PROMPT
Your answer must be an exact repetition of every record.

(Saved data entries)
######
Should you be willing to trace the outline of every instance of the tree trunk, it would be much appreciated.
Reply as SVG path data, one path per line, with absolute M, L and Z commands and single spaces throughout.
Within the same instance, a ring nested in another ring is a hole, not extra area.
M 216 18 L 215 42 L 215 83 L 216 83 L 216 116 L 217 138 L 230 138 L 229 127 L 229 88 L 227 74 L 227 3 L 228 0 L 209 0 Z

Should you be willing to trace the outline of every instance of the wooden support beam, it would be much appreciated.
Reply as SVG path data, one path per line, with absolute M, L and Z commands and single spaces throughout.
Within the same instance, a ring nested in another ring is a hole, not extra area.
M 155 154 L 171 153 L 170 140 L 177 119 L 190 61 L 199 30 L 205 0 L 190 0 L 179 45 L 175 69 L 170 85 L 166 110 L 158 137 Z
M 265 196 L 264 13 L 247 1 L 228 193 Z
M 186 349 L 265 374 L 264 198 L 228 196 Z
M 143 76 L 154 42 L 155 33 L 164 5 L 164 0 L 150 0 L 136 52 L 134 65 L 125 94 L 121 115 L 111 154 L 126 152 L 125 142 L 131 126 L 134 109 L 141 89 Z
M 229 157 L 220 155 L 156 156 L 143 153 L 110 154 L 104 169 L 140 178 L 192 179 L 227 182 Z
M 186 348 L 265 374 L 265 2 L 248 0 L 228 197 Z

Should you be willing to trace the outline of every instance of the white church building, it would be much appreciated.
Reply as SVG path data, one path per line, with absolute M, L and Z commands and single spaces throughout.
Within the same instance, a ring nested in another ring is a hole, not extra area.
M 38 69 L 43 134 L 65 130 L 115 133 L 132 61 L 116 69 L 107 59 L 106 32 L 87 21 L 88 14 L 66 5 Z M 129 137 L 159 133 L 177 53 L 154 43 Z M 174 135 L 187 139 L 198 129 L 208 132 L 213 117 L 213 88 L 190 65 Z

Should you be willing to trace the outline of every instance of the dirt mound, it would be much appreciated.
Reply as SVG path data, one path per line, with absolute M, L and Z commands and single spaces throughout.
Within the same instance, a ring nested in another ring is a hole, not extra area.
######
COMPLETED EXERCISE
Should you be willing to trace the outline of every instance of the tree trunk, it would be much appreciated.
Reply as SVG path data, one path per line, with absolute M, L and Z commands and single spaces throughout.
Within the same instance, a ring nested in another ring is a hole, not extra area.
M 216 18 L 215 42 L 215 83 L 216 83 L 216 116 L 217 138 L 230 138 L 229 127 L 229 88 L 227 74 L 227 3 L 228 0 L 209 0 Z

Should you be willing to trace the outline of every instance of the wooden support beam, it would be much appreciated.
Reply as SVG path data, one path per line, with absolute M, L and Z commands and single spaces throughout.
Within the same instance, a ring nested in another ring is a hole, not extra area.
M 155 154 L 171 153 L 170 140 L 177 119 L 190 61 L 199 30 L 205 0 L 190 0 L 179 45 L 175 69 L 170 85 L 166 110 L 158 137 Z
M 265 196 L 264 13 L 247 1 L 228 193 Z
M 186 349 L 265 374 L 264 198 L 228 196 Z
M 143 76 L 154 42 L 155 33 L 164 5 L 164 0 L 150 0 L 136 52 L 134 65 L 125 94 L 121 115 L 111 154 L 126 152 L 125 142 L 131 126 L 134 109 L 141 89 Z
M 229 157 L 220 155 L 156 156 L 143 153 L 110 154 L 104 169 L 140 178 L 192 179 L 227 182 Z
M 186 348 L 265 374 L 265 2 L 248 0 L 228 197 Z

Should you be willing to trace the outline of every instance of the white church building, it would be much appreciated.
Reply as SVG path data, one path per line, with absolute M, L and Z commands and single spaces throughout.
Within the same instance, a ring nested in another ring is a hole, not extra area.
M 38 69 L 43 134 L 65 130 L 115 133 L 132 61 L 116 69 L 107 59 L 106 32 L 87 21 L 88 14 L 66 5 Z M 129 137 L 159 133 L 177 53 L 154 43 Z M 174 135 L 187 139 L 198 129 L 208 132 L 213 117 L 213 88 L 190 65 Z

Should you be willing to trace the outline of every instance of the dirt mound, it would be much appreciated.
Reply as SVG path data, one path per line, with absolute M, L and Z commands and single spaces throughout.
Within the same instance, a ring nested in another ring is a hole, not extra area.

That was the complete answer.